# dart frog set up.



## deaxone (Feb 25, 2008)

im gonna make a naturalistic looking dart frog viv with a shallow moving stream.
any tips or pics of nice set ups,
im not gonna rush,i wonna nick all the best ideas and get it looking realy realistic.
i know thers sum bluddy amazin ones out there so if thats u SHOW IT OFF.


----------



## matt020593 (Oct 10, 2006)

Oh god, make sure it's what you completely want to do. I started a paludarium last year and have only just got back onto doing it.
Expanding foam is usually best for making backgrounds/water features.
Vivarium Forums has been helpful to me.


----------



## 955i (Aug 17, 2007)

You got good hints and links from people in your last thread about this!

Try re-reading that one :whistling2:


----------



## deaxone (Feb 25, 2008)

ive read the links m8.just wonna see some different vivs and other ppls opinions.like i say i dont wonna rush. and this is the best place for an array of oppinions.
unless im taking up too much thread room for u.?


----------



## deaxone (Feb 25, 2008)

ok heres a moving water thing i did for my crestys.i want the dart frog viv to look more jungly and troppical.any ideas or pics peeps????


----------



## matt020593 (Oct 10, 2006)

Add more plants and moss then it will look like a jungle.


----------



## Spikebrit (Oct 23, 2006)

i've spent ages doing mine, i have a running water fall coming across the center of my viv made out of slate, finishing in a little pond which opens onto the fake bottome where all the water is filtered the pumped round again. i also have various live plants growing in there, various ferns, mosses, inch plants, spider plants, and a few things i cant remember. I've also just done one for my pygmy chams as well tho i am getting a mold which i dont like appearing so may have to re think.

(Entries for bounding box labeling)
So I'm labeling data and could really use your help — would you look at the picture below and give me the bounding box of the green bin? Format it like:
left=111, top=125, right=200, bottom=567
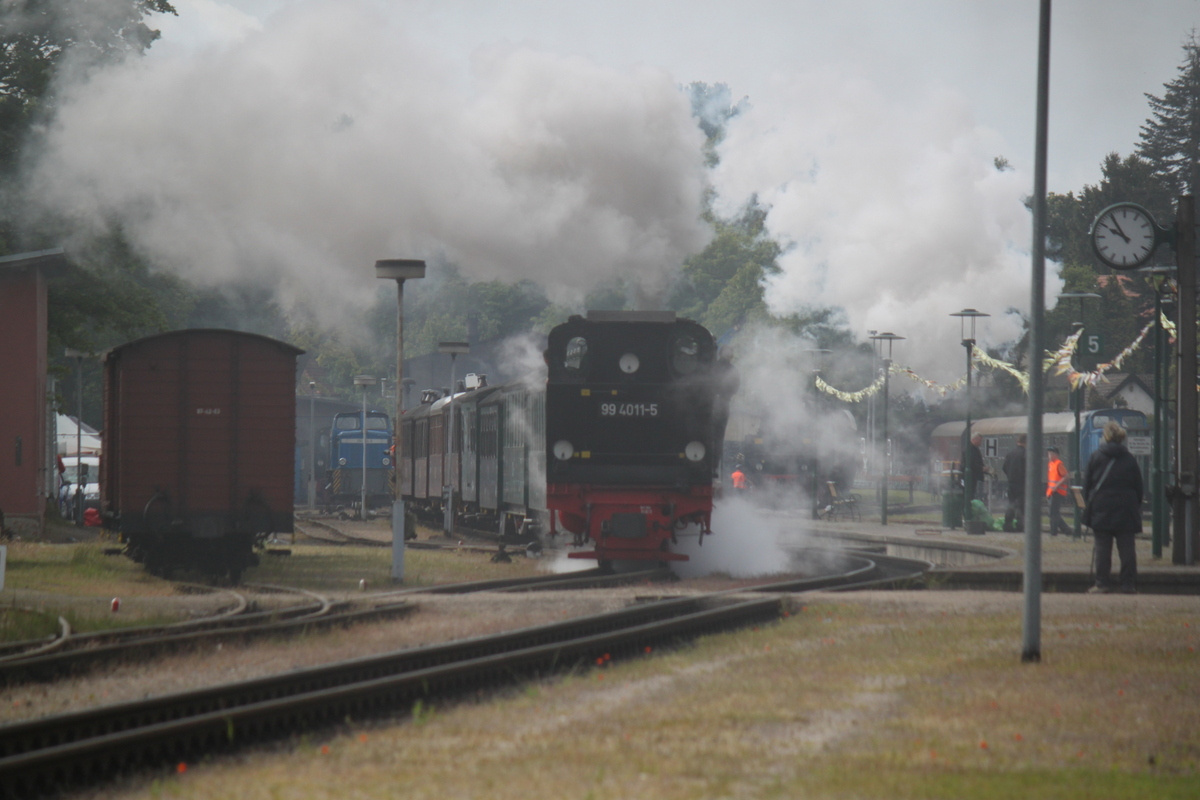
left=942, top=489, right=962, bottom=530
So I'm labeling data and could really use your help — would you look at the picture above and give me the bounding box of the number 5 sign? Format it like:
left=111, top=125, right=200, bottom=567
left=1079, top=333, right=1104, bottom=369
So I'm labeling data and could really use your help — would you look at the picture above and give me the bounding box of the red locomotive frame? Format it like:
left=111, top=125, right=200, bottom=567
left=546, top=483, right=713, bottom=561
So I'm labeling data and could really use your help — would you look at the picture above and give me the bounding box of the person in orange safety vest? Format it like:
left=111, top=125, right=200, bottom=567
left=730, top=464, right=750, bottom=492
left=1046, top=446, right=1072, bottom=536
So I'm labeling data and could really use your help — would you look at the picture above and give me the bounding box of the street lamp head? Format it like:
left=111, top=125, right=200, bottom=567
left=871, top=331, right=906, bottom=361
left=376, top=258, right=425, bottom=281
left=950, top=308, right=991, bottom=344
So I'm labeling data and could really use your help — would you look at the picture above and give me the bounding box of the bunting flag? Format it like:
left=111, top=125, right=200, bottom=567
left=816, top=375, right=883, bottom=403
left=971, top=348, right=1030, bottom=395
left=816, top=314, right=1175, bottom=403
left=892, top=363, right=967, bottom=397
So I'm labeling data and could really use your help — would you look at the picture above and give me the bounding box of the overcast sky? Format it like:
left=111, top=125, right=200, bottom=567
left=23, top=0, right=1200, bottom=379
left=156, top=0, right=1200, bottom=192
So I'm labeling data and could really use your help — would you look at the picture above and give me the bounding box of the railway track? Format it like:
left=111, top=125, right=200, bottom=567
left=0, top=546, right=924, bottom=798
left=0, top=584, right=412, bottom=685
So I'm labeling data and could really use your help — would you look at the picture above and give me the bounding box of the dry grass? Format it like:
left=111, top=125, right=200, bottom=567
left=0, top=541, right=544, bottom=642
left=68, top=593, right=1200, bottom=800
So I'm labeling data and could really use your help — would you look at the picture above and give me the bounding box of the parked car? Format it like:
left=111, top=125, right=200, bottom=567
left=59, top=456, right=100, bottom=519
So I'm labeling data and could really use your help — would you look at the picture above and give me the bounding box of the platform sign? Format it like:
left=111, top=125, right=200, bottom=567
left=1126, top=433, right=1153, bottom=456
left=1079, top=332, right=1104, bottom=369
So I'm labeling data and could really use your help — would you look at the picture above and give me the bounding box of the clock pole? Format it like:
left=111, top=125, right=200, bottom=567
left=1171, top=194, right=1196, bottom=566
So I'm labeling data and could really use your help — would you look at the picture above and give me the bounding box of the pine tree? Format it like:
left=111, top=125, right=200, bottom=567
left=1138, top=30, right=1200, bottom=194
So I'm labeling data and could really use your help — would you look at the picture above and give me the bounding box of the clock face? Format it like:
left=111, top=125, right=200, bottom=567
left=1092, top=203, right=1158, bottom=270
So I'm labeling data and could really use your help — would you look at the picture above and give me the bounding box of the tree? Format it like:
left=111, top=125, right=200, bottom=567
left=670, top=199, right=782, bottom=336
left=1138, top=30, right=1200, bottom=194
left=688, top=80, right=749, bottom=167
left=0, top=0, right=175, bottom=174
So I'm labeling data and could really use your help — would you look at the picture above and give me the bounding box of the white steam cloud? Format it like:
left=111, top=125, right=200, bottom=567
left=671, top=497, right=804, bottom=578
left=31, top=0, right=709, bottom=321
left=714, top=71, right=1056, bottom=380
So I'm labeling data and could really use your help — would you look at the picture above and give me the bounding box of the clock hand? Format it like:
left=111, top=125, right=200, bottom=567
left=1109, top=219, right=1129, bottom=245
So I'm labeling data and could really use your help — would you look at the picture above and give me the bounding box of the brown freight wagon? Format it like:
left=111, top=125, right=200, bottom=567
left=100, top=330, right=304, bottom=583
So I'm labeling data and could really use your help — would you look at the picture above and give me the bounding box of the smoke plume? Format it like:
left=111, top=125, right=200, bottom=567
left=714, top=71, right=1055, bottom=381
left=23, top=0, right=709, bottom=321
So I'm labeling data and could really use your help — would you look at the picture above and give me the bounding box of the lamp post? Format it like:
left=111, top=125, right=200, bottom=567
left=871, top=331, right=905, bottom=525
left=1058, top=291, right=1100, bottom=539
left=1138, top=266, right=1176, bottom=558
left=866, top=331, right=880, bottom=471
left=438, top=342, right=470, bottom=536
left=62, top=348, right=91, bottom=528
left=376, top=258, right=425, bottom=581
left=308, top=380, right=317, bottom=510
left=950, top=308, right=991, bottom=520
left=354, top=375, right=379, bottom=522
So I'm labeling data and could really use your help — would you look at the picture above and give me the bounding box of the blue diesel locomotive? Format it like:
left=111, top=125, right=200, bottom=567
left=326, top=410, right=392, bottom=509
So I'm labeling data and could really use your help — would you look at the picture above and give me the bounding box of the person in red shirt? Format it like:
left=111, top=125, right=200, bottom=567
left=1046, top=446, right=1072, bottom=536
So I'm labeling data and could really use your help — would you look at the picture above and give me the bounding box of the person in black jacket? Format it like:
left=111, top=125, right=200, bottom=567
left=1004, top=433, right=1025, bottom=533
left=1084, top=421, right=1142, bottom=594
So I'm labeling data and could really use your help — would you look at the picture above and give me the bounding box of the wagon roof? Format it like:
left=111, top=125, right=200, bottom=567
left=934, top=411, right=1075, bottom=439
left=103, top=327, right=304, bottom=359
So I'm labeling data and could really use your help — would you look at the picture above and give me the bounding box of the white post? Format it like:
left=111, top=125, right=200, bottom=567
left=376, top=258, right=425, bottom=582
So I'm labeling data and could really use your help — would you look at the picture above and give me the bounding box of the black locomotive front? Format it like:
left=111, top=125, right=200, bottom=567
left=546, top=312, right=716, bottom=561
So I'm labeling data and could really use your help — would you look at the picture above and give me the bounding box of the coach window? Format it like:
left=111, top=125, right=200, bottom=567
left=563, top=336, right=588, bottom=372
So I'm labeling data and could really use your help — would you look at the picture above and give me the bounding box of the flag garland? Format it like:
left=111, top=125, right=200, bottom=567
left=816, top=314, right=1175, bottom=403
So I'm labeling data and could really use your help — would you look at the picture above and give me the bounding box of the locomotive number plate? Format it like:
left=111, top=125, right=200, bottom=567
left=600, top=403, right=659, bottom=416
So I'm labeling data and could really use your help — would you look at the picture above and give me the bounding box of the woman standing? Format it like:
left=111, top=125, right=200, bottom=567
left=1084, top=421, right=1142, bottom=594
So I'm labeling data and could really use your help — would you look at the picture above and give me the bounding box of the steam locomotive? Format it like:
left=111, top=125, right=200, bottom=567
left=398, top=311, right=727, bottom=566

● Aim of the exercise
Extract the passage of the dart frog thread above that starts at the words "Oh god, make" and stops after "helpful to me.". Keep it word for word.

● Exercise output
Oh god, make sure it's what you completely want to do. I started a paludarium last year and have only just got back onto doing it.
Expanding foam is usually best for making backgrounds/water features.
Vivarium Forums has been helpful to me.